-- BEGIN Text provided --

Apple’s New Sandbox – Textbooks: It Might Disrupt More than Just the College Textbook Industry

Hola Todos!

Being an Apple aficionado and a college professor, I watched Apple’s announcement of iBooks 2, iBooks Author, and iTunes University with great interest (click here to see Apple’s presentation). Here’s my take on the new initiatives.

First, Wall Street was not that excited.  Apple’s stock was down a number of points the day before and closed down on the day of the event.  Friday didn’t bring it back either but today, the stock earned back all the points Apple lost on Wednesday-Friday.  I bet this has more to do with Apple’s upcoming and expected record earning call on Tuesday than any of last week’s announcements.  As I like to poke fun at Wall Street, the Street was probably not excited because (1) Apple leaked many of the big thoughts in advance of Thursday’s presentation in the Big Apple but more importantly, (2) Wall Street is overly near-term and short-sighted as none of the new initiatives will impact Q2 in a major way.  While I agree nothing announced was mind-blowing like an iPad3, iBooks 2 has the potential to do what iTunes did to the record industry and that my friends, will be mind-blowing many quarters down the road.

Second, it was interesting to play “Monday Morning Quarterback” and blurt who were the big losers based on Apple’s new initiatives.  The most obvious are firms who run college bookstores like Follett and Barnes & Nobles. College students know all too well that it is very easy to drop at least $400 to $500 per semester on textbooks.  That revenue will disappear in the very near future.  Also middlemen/wholesaler firms involved in selling in the K to 12 marketplace will be disrupted.  All “used” non-university run college bookstores will disappear as well as rental services for educational books.  The other big losers are again Barnes & Nobles and especially Amazon.  Both of these firms have the relationships with the textbook publishers, the network to distribute textbooks AND an electronic device to distribute electronic textbooks (e.g., Nook and Kindle/Fire, respectively).  Yet, both of these firms dropped the ball and let Apple walk in al take this market away from them.  Apple did the same thing to Sony with the iPod/iTunes marketplace even though Sony had all the elements to do what Apple did in the Music industry. I’m sure the other firms will scramble around to cut deals with the college textbook publishers and these publishers would probably want to more sure Apple isn’t the only game in town.  But Apple got there first, and Apple by far has the best electronic device to experience electronic textbooks.  Round one goes to Apple.

-- END Text provided --
-- BEGIN Records shown --

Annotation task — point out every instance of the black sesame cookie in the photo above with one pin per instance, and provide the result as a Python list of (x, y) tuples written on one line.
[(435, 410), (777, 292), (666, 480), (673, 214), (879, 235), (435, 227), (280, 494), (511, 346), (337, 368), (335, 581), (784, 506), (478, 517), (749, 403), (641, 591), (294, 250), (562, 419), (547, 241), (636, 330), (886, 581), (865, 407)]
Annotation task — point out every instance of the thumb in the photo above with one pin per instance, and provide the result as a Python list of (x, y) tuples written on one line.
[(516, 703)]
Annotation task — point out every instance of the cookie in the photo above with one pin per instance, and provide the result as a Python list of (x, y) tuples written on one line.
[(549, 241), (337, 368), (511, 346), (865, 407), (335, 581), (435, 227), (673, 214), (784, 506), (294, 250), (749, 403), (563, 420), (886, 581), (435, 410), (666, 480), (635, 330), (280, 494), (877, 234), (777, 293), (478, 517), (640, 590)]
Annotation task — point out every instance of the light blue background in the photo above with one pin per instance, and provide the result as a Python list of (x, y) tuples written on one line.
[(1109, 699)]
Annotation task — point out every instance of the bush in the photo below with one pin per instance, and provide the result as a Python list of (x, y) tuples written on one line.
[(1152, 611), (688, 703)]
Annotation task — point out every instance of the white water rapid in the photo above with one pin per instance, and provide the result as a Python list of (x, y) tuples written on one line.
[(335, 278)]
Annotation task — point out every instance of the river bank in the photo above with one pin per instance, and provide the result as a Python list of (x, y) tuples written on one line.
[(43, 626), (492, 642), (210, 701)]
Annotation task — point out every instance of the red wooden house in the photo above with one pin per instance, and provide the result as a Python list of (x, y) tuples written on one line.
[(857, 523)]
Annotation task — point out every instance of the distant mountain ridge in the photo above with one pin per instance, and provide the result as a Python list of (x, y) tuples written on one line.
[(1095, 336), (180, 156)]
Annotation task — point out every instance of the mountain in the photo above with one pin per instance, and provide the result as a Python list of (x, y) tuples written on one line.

-- END Records shown --

### [Directions]
1) According to the Apple textbook post, how much do college students easily spend per semester on textbooks?
2) Retype the part of the Apple textbook post between "Apple’s New Sandbox" and "the new initiatives.", inclusive.

### [Complete answers]
1) At least $400 to $500.

2)
Apple’s New Sandbox – Textbooks: It Might Disrupt More than Just the College Textbook Industry

Hola Todos!

Being an Apple aficionado and a college professor, I watched Apple’s announcement of iBooks 2, iBooks Author, and iTunes University with great interest (click here to see Apple’s presentation). Here’s my take on the new initiatives.